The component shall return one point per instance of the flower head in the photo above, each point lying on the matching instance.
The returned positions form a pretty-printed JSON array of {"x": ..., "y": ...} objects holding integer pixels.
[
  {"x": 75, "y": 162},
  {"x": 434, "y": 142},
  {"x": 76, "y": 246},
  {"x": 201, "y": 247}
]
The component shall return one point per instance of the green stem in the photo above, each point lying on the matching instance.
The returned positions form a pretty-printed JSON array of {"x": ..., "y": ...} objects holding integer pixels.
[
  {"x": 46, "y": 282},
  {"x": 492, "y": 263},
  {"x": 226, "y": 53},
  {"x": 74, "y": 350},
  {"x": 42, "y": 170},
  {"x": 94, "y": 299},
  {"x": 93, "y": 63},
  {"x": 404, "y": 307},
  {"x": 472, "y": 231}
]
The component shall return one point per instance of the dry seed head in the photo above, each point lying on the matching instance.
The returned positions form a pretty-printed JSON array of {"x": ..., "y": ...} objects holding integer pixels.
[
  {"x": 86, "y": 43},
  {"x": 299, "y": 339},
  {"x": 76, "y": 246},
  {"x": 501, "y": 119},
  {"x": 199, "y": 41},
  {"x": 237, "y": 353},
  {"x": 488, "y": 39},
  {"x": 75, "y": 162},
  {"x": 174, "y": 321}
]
+++
▶ _DIRECTIONS_:
Using the records above as the source, restate each line verbatim.

▶ _WRITTEN ANSWER_:
The component shall return one point per instance of the flower head in the photo above, each point lying on the matching instance.
The returned positions form a pretty-printed JSON array of {"x": ..., "y": ...} objects holding integer pixels.
[
  {"x": 75, "y": 162},
  {"x": 434, "y": 142},
  {"x": 76, "y": 246},
  {"x": 201, "y": 247}
]
The component shall return one point per instance of the green stem in the photo above, each point lying on the matching instance.
The returned positions form a pretty-printed JSON array of {"x": ..., "y": ...} objects holding integer pixels.
[
  {"x": 46, "y": 282},
  {"x": 492, "y": 263},
  {"x": 226, "y": 53},
  {"x": 74, "y": 350},
  {"x": 42, "y": 170},
  {"x": 94, "y": 299},
  {"x": 93, "y": 63},
  {"x": 404, "y": 307},
  {"x": 472, "y": 231}
]
The component shall return one point per instance of the dry seed head in the photo above, each point lying on the matching instance.
The returned positions form a pretty-printed JSON array of {"x": ..., "y": ...} objects holding integer pixels.
[
  {"x": 86, "y": 43},
  {"x": 299, "y": 339},
  {"x": 76, "y": 246},
  {"x": 501, "y": 119},
  {"x": 199, "y": 41},
  {"x": 237, "y": 353},
  {"x": 488, "y": 39},
  {"x": 75, "y": 162},
  {"x": 174, "y": 321}
]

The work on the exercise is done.